Please copy out, word for word, the entries below, from their first line through the line holding "[89, 107, 97, 116]", with both of those lines included.

Entries excerpted from a collection ▸
****************************************

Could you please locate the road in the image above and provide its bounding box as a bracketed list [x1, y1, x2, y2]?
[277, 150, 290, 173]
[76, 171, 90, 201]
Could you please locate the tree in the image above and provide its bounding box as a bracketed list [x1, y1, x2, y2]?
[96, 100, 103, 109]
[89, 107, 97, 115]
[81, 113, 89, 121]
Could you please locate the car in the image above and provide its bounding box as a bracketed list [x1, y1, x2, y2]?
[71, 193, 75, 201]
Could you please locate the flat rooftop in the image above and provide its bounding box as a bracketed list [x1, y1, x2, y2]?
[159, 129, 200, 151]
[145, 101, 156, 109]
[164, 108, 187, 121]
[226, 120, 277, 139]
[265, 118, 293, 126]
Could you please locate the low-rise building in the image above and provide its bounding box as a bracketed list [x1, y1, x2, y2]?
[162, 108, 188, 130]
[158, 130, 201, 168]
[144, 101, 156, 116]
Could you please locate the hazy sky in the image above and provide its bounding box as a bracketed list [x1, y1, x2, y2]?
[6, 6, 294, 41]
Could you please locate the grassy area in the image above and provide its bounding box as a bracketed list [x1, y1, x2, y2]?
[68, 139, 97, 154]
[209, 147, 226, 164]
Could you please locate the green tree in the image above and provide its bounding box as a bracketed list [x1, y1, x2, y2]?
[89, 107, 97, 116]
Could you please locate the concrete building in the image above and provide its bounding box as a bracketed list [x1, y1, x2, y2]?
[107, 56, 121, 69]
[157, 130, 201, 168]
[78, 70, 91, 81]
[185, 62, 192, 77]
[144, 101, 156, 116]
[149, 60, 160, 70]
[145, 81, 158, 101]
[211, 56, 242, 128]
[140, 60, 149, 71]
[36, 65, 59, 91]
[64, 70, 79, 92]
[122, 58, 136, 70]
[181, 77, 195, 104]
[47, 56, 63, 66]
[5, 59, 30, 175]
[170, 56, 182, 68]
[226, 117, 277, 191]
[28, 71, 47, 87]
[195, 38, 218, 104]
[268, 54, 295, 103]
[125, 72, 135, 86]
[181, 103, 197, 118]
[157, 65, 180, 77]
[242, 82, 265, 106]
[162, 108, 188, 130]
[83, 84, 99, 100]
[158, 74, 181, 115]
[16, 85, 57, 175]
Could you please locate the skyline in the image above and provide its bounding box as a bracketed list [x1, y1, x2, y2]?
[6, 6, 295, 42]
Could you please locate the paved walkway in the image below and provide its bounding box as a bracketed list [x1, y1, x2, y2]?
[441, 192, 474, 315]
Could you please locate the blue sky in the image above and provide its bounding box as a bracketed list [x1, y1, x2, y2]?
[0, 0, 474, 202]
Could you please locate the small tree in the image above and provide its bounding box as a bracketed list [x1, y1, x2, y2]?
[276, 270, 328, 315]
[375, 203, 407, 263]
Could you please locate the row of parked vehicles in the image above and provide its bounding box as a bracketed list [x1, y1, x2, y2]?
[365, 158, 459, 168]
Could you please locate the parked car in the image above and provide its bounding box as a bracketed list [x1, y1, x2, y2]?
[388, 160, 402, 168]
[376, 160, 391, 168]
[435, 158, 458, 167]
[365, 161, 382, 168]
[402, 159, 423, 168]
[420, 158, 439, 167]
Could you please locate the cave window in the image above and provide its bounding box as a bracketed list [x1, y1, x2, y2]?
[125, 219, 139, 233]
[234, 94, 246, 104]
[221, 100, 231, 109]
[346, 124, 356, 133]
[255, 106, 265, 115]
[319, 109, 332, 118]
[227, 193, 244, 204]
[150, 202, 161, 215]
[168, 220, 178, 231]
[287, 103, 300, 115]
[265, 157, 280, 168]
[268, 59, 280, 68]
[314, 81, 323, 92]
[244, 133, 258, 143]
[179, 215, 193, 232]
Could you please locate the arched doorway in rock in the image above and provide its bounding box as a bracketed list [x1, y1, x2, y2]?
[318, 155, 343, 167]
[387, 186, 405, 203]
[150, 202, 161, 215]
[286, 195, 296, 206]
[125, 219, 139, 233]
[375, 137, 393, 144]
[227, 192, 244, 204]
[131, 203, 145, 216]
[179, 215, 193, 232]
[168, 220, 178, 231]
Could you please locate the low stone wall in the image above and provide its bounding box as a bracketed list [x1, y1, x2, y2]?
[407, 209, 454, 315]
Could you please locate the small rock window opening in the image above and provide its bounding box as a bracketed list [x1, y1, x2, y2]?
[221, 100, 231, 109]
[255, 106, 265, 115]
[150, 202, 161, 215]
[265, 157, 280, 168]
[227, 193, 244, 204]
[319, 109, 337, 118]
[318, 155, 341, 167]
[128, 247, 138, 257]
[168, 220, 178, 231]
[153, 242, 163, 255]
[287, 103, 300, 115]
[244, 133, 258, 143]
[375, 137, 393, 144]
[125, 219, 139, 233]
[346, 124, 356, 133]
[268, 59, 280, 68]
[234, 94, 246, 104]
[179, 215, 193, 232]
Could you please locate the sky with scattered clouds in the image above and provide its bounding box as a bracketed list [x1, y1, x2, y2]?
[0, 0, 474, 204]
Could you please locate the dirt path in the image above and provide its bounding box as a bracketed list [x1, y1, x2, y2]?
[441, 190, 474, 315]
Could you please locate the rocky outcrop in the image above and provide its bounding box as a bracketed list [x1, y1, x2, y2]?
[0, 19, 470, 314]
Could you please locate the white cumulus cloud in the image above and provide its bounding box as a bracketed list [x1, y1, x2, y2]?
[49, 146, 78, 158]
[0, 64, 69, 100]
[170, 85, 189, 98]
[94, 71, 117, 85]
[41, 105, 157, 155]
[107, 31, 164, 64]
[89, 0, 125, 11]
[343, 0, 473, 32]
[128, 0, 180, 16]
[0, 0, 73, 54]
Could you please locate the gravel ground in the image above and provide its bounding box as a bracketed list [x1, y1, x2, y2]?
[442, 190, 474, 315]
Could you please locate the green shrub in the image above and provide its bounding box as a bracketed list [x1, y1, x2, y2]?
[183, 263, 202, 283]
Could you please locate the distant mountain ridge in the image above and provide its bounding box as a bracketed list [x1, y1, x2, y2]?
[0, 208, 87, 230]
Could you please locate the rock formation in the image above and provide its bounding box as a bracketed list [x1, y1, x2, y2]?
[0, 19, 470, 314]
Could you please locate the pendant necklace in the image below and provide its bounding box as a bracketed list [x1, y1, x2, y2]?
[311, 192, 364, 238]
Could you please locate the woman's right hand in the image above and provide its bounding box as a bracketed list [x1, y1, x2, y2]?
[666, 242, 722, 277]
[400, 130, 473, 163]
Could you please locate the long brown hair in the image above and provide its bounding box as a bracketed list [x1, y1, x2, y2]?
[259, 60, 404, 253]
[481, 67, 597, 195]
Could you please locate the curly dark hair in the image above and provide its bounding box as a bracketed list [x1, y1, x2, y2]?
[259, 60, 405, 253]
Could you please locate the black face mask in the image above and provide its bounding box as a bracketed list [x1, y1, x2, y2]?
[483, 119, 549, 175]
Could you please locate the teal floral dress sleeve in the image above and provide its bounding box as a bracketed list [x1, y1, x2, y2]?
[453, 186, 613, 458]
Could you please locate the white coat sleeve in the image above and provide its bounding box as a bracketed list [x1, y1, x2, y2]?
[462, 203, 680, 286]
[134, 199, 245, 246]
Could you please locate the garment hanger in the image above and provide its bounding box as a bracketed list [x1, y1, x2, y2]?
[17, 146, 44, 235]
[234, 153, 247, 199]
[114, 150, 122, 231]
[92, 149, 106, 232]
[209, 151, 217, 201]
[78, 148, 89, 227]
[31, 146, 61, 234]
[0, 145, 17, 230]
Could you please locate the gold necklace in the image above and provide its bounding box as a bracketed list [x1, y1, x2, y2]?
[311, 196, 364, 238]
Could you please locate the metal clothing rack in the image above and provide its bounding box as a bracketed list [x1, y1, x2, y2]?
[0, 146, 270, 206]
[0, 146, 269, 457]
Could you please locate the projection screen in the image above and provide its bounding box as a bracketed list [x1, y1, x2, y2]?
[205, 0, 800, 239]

****************************************

OUTPUT OF THE TASK ▸
Could you please locate the road in the image above and provide its bounding box as a bracketed list [x1, y1, x2, y2]?
[277, 150, 290, 173]
[76, 171, 90, 201]
Could you please locate the tree in the image above and provide its bounding box as a bracketed list [x1, y1, x2, y2]?
[96, 100, 103, 109]
[89, 107, 97, 115]
[81, 113, 89, 121]
Could you please locate the car in the image above and provide its bounding box as a bracketed list [x1, y1, x2, y2]?
[71, 193, 75, 201]
Could you please locate the flat rooftop in the image above and provide its bounding box as a bracketed list [x1, y1, x2, y2]?
[159, 129, 200, 151]
[145, 101, 156, 109]
[164, 108, 187, 121]
[226, 120, 277, 139]
[265, 118, 293, 126]
Could you please locate the low-rise building in the image above and provide its bounding box as a bracketed list [x1, y1, x2, y2]?
[162, 108, 188, 130]
[158, 130, 201, 168]
[144, 101, 156, 116]
Could you please locate the hazy sky in the image above and provide its bounding box as a bracketed list [x1, y1, x2, y2]?
[6, 6, 294, 41]
Could you please locate the grassy area in the image above and provide its bounding box as a bracketed list [x1, y1, x2, y2]?
[68, 139, 97, 154]
[209, 147, 226, 164]
Could you please locate the green tree in the image above and provide its bounding box as a bracketed list [x1, y1, x2, y2]?
[89, 107, 97, 116]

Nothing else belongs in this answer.